LeNet-5 CNN Training Tutorial: MNIST, Fashion-MNIST, CIFAR-10

Introduction to Convolutional Neural Networks and LeNet-5

Convolutional Neural Networks (CNNs) have revolutionized computer vision, powering applications from self-driving cars to AI-powered photo editing. In this tutorial, we dive deep into training the classic LeNet-5 architecture on three popular datasets: MNIST, Fashion-MNIST, and CIFAR-10. By the end, you'll understand CNN components, overfitting, activation functions, and loss functions, while achieving high accuracy benchmarks. This knowledge is essential for anyone pursuing deep learning and neural network training.

Understanding CNN Components

Fully Connected Layer

A fully connected (FC) layer connects every neuron in one layer to every neuron in the next layer. It acts as a classifier that combines features extracted by previous layers. In LeNet-5, the first two FC layers have 120 and 84 filters, while the output layer has 10 neurons for digit or object classes.

Convolutional Layer

The convolutional layer applies filters (kernels) to input images to detect features like edges, textures, or patterns. LeNet-5 uses 5x5 filters with stride 1 and no padding. The first conv layer has 6 filters, the second has 16 filters. This layer reduces spatial dimensions while increasing depth.

Max Pooling Layer

Max pooling downsamples feature maps by taking the maximum value in each 2x2 window. It reduces computational load and provides translation invariance. In LeNet-5, each conv layer is followed by a max pooling layer with a 2x2 window and stride 2.

Activation Function (ReLU)

ReLU (Rectified Linear Unit) introduces non-linearity by outputting the input directly if positive, else zero. It helps the network learn complex patterns and avoids the vanishing gradient problem. LeNet-5 uses ReLU for all conv and FC layers except the output.

Softmax Function

Softmax converts raw output scores into probabilities that sum to 1. It is used in the output layer for multi-class classification. The class with the highest probability is the predicted label.

Overfitting and Regularization Techniques

Overfitting occurs when a model learns training data too well, including noise, and performs poorly on new data. To avoid overfitting in CNN training, techniques like dropout randomly deactivate neurons during training, forcing the network to learn robust features. Other methods include data augmentation (e.g., rotating or flipping images) and L2 regularization (weight decay).

Comparison of Activation Functions

ReLU: Fast, sparse activations, but can cause dead neurons (output always zero).
LeakyReLU: Allows a small gradient when input is negative (e.g., 0.01x), solving the dead neuron issue.
ELU: Exponential Linear Unit smooths negative values, leading to faster convergence and better generalization.

Loss Functions and Their Applications

L1Loss (Mean Absolute Error): Used in regression tasks where outliers are less important, e.g., predicting house prices.
MSELoss (Mean Squared Error): Sensitive to outliers; common in regression for tasks like stock price prediction.

# BRIEF 1
According to the LeNet-5 tutorial, how many filters does the second convolutional layer have?
The records that follow are unrelated to the tutorial.

# RECORDED DATA

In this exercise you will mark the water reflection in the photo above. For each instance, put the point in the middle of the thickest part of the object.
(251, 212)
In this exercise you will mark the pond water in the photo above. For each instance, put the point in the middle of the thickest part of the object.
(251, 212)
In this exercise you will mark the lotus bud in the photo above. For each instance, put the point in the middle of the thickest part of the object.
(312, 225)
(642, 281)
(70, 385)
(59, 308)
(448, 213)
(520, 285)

# BRIEF 2
Rewrite all of the records, replacing "thickest part" with "widest part" and keeping everything else the same.

# SOLUTION 1
16 filters.

# SOLUTION 2
In this exercise you will mark the water reflection in the photo above. For each instance, put the point in the middle of the widest part of the object.
(251, 212)
In this exercise you will mark the pond water in the photo above. For each instance, put the point in the middle of the widest part of the object.
(251, 212)
In this exercise you will mark the lotus bud in the photo above. For each instance, put the point in the middle of the widest part of the object.
(312, 225)
(642, 281)
(70, 385)
(59, 308)
(448, 213)
(520, 285)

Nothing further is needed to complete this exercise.